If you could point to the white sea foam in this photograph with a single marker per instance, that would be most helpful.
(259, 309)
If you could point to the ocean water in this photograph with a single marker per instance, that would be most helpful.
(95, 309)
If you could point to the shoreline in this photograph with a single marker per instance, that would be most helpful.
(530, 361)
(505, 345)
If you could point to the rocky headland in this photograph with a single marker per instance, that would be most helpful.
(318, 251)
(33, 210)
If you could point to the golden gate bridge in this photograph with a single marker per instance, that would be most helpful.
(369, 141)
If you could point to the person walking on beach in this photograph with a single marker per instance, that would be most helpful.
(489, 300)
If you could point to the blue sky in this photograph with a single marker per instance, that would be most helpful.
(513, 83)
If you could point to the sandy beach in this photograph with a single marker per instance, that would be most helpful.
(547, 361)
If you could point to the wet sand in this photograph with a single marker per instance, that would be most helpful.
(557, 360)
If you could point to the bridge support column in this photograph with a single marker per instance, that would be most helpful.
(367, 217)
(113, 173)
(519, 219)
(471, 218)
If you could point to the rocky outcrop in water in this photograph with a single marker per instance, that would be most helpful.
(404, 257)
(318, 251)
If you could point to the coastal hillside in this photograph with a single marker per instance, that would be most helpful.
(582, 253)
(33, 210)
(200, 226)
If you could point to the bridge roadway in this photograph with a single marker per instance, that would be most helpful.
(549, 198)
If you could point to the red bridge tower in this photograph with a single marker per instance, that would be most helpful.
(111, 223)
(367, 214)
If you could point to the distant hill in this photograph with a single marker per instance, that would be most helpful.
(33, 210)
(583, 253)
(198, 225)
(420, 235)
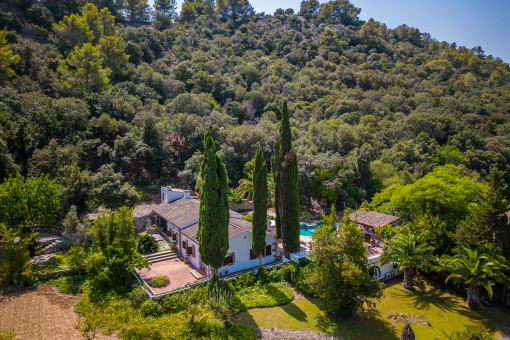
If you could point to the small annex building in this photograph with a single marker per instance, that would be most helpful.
(177, 217)
(369, 222)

========================================================================

→ What is expected: Reproduce all of the data above word for word, leaving out the pictures.

→ The response:
If you could point to the white sea foam in this photograph with a single marker per instance, that would be most helpful.
(259, 309)
If you could point to the ocean water in this photograph with a single marker per instance, that would be most helpful.
(95, 309)
If you could point to the shoreline in this photograph with a single marker per instance, that would be most helpful.
(530, 361)
(505, 345)
If you could point to the rocky headland in this photograph with a single marker per instance, that would be most helpful.
(318, 251)
(33, 210)
If you could point to the golden gate bridge in this photograph with a single marker per instance, that would be most helpful.
(369, 141)
If you could point to the person walking on beach in this photograph with a single marker per instance, that would be most helpful.
(489, 300)
If you could point to the blue sky in this photograph with a single marker per instance, that would be most helpful.
(513, 83)
If you could point to the sandy beach in this photograph with a single marker per instance, that would be most helpful.
(547, 361)
If you could point to the wet sand in this photograph with a single marker per instance, that would be most helpful.
(557, 360)
If you could point to the bridge support column in this photograph with a single marker per instance, that would be most helpful.
(367, 217)
(113, 173)
(519, 219)
(471, 218)
If you could point to the rocky outcrop in water in this photograph with a single marker per instance, that would be most helpful.
(404, 257)
(318, 251)
If you could point to the coastal hillside in this photograph with a single marker per instance, that would be most helpful.
(582, 253)
(33, 210)
(200, 226)
If you could point to the bridge roadway in this photograph with a single marker per instance, that would be most helpful.
(549, 198)
If you could point to the red bridge tower in this photograph with a single marker per instance, that would be most helpful.
(111, 223)
(367, 214)
If you could point to the distant hill in this photograph with a single marker per instance, that would be most helpful.
(33, 210)
(583, 253)
(198, 225)
(420, 235)
If you could point to the small annex building in this photograph with a single marker per instance, that would be most helpful.
(177, 217)
(369, 222)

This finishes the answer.